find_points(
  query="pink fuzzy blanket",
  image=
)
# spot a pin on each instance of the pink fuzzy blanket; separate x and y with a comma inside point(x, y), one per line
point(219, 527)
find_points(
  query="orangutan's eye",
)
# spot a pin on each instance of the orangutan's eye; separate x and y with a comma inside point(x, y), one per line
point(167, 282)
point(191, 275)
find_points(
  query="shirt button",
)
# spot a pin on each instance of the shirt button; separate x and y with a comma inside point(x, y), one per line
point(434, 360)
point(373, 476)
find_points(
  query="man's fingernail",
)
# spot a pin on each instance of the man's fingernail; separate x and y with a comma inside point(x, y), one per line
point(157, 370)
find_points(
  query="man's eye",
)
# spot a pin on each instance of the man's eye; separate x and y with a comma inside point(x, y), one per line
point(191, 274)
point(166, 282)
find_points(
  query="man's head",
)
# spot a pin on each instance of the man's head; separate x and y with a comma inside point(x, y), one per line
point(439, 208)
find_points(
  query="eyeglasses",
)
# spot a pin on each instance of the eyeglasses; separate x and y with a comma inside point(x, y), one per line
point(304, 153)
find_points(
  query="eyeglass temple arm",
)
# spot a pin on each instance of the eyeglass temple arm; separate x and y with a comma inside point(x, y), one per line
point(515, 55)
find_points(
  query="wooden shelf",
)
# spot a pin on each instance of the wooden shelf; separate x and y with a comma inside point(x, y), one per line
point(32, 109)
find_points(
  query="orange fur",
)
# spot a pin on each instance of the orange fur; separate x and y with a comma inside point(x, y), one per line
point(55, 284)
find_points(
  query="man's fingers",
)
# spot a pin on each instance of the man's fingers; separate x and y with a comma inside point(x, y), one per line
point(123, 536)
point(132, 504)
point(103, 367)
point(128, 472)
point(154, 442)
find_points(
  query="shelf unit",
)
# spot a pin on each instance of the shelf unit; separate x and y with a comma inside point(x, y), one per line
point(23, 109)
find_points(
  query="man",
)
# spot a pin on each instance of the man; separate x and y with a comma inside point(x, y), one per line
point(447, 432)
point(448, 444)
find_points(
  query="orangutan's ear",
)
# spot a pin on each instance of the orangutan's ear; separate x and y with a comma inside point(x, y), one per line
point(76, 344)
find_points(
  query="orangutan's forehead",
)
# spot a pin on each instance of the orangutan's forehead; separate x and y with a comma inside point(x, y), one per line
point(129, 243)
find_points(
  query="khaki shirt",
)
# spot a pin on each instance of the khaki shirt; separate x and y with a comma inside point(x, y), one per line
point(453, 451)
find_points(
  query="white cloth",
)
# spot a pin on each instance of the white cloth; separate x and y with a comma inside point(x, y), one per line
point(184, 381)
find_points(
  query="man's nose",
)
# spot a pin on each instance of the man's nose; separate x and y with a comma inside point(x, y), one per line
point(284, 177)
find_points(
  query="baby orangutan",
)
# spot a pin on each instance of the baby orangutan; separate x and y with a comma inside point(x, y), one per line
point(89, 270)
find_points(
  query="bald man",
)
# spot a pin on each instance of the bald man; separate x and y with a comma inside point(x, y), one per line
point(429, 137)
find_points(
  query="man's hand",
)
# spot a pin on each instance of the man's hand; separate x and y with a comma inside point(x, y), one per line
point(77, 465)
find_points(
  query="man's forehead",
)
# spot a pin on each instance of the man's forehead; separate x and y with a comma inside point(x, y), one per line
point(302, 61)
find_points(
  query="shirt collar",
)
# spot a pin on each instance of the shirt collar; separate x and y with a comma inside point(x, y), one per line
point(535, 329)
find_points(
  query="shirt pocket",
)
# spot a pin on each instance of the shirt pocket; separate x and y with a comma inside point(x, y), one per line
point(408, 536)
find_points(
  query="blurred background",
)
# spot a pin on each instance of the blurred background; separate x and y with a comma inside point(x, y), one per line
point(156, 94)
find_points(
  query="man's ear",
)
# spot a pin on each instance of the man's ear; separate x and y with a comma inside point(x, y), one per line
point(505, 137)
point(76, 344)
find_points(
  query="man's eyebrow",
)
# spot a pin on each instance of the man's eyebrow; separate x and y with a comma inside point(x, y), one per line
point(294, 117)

- [Exercise requirements] Reproduce the entries above in full, verbatim.

- [Solution for this problem]
find_points(
  query="pink fuzzy blanket",
  image=
)
# spot a pin on each instance of the pink fuzzy blanket; separate x and y with a comma inside point(x, y), one per line
point(219, 527)
find_points(
  query="orangutan's eye",
)
# spot a pin on each instance of the orangutan's eye; separate x and y with a comma inside point(x, y), one per line
point(167, 282)
point(191, 275)
find_points(
  query="shirt button",
)
# spot a pin on each instance of the shirt button; separate x and y with a comma inside point(x, y), one per line
point(434, 360)
point(373, 476)
find_points(
  query="man's fingernail",
)
# spot a pin on each instance of the man's fingernail; separate x and y with a comma inside point(x, y), one per line
point(157, 370)
find_points(
  query="man's eye",
)
# spot a pin on each instance of the man's eye; separate x and y with a comma inside point(x, y), one per line
point(191, 274)
point(166, 282)
find_points(
  query="man's head",
)
# spot a pin on each instance of the man's head; separate x and y with a comma inside point(x, y), one per line
point(439, 208)
find_points(
  query="eyeglasses",
)
# spot a pin on each instance of the eyeglasses; separate x and y with a comma inside point(x, y), one per line
point(304, 153)
find_points(
  query="eyeglass temple arm",
)
# spot a pin on each instance of the eyeglass temple arm; separate x and y with a comma inside point(x, y), one per line
point(515, 55)
find_points(
  query="wooden shelf",
)
# spot a pin on each instance of the wooden shelf; separate x and y with a comma inside point(x, y), one per line
point(32, 109)
find_points(
  query="orange fur",
)
# spot a pin on each instance of the orange fur; separate x and y with a comma inside point(x, y), one per line
point(55, 284)
find_points(
  query="man's fingers",
)
# spot a pin on each instance of the man's fingers; separate x and y with a comma inside point(x, y), one per line
point(123, 536)
point(132, 504)
point(103, 367)
point(128, 472)
point(154, 442)
find_points(
  query="shelf unit",
)
# spot a pin on each instance of the shelf unit; separate x and y with a comma inside point(x, y), one per line
point(23, 109)
find_points(
  query="man",
)
# spot a pin on each instance of the man; separate x and y with a comma inside point(x, y), one per line
point(447, 432)
point(448, 444)
find_points(
  query="orangutan's ear",
)
# spot a pin on each instance of the orangutan's ear; separate x and y with a comma inside point(x, y), one per line
point(76, 344)
find_points(
  query="orangutan's forehead",
)
# spot a pin on each instance of the orangutan's forehead; separate x and y with a comma inside point(x, y), one per line
point(129, 243)
find_points(
  query="khaki shirt",
)
# spot a pin on each instance of the khaki shirt; separate x and y with a comma inside point(x, y), one per line
point(453, 451)
find_points(
  query="white cloth",
)
# spot a pin on each instance of the white cloth; separate x and y with a comma inside point(x, y), one per line
point(184, 381)
find_points(
  query="man's nose",
)
# spot a pin on each instance of the man's nose; separate x and y with a comma inside point(x, y), one per line
point(284, 177)
find_points(
  query="baby orangutan",
)
# spot a pin on each instance of the baby orangutan; separate x and y with a comma inside point(x, y), one per line
point(89, 270)
find_points(
  query="bald man",
)
# spot a pin on each instance of the bald man; separate x and y with a comma inside point(x, y), one per line
point(429, 137)
find_points(
  query="man's hand",
)
# spot a pin on each instance of the man's hand; separate x and y with a comma inside point(x, y), one per line
point(77, 465)
find_points(
  query="man's forehead",
)
# spot a pin on each instance of the man's forehead; separate x and y with a comma inside point(x, y), one per line
point(302, 61)
find_points(
  query="shirt collar",
)
# spot a pin on each instance of the shirt collar; separate x and y with a comma inside point(x, y), one per line
point(535, 329)
find_points(
  query="shirt pocket",
)
# spot a pin on each instance of the shirt pocket; separate x and y with a comma inside point(x, y), one per line
point(408, 536)
find_points(
  query="blurred background",
)
# spot a pin on each instance of the blurred background; separate x and y with a comma inside point(x, y), one per line
point(156, 94)
find_points(
  query="man's ear",
)
# spot a pin on each instance of the man's ear; separate x and y with a comma inside point(x, y), one per line
point(505, 137)
point(76, 344)
find_points(
  query="man's eyebrow",
)
# spot a pin on each instance of the man's eyebrow; separate x and y with a comma inside point(x, y), one per line
point(294, 117)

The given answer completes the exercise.